Look through the entries that follow and return each line that has the string "distance".

▸ Available records:
-- Opening Marker --

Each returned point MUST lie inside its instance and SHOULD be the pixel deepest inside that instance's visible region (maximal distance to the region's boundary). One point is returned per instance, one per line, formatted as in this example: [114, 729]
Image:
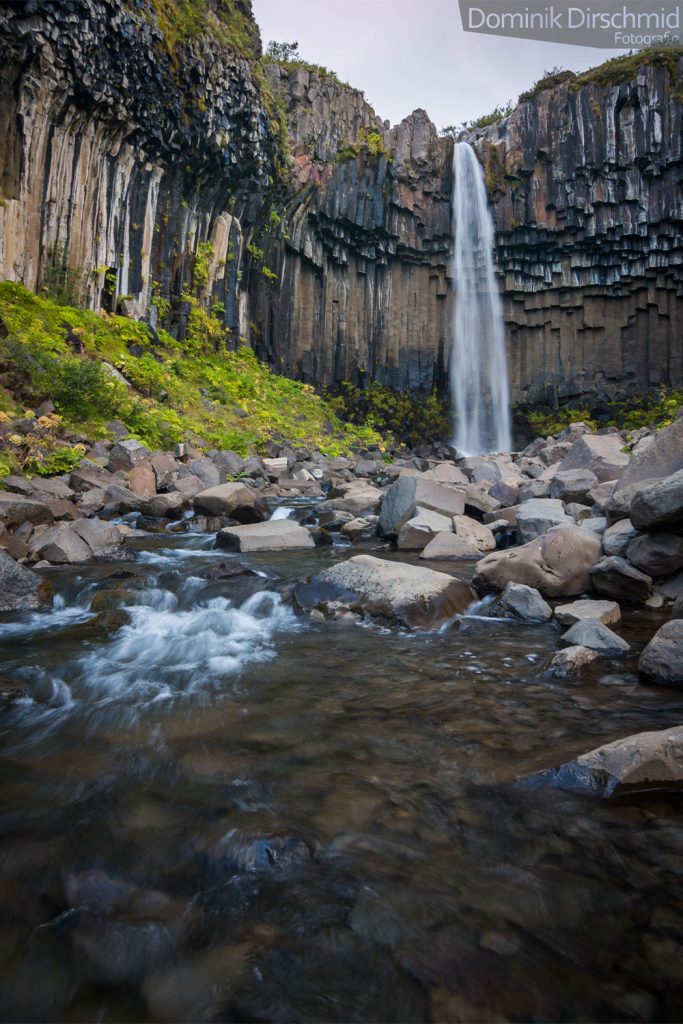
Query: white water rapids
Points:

-- Closing Marker --
-- Opening Marker --

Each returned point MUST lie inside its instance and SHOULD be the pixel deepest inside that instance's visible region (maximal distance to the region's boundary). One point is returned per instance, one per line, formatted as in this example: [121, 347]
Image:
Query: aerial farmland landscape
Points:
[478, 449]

-- Closing Marker --

▸ Answer below:
Each returned point MUST lie inside its instance and SHOULD be the pixel deepest inside that instance's visible region (maximal distance to the region's boundary). One point is returned per instance, one per line, formatted as in this example: [114, 729]
Each returned point MUST lie inside its instance and SHOULD be the pixel deepest inside that instance's visible region (maximal distance to the region's boundary). One point is returned per instance, one per line, formatted as in this example: [121, 347]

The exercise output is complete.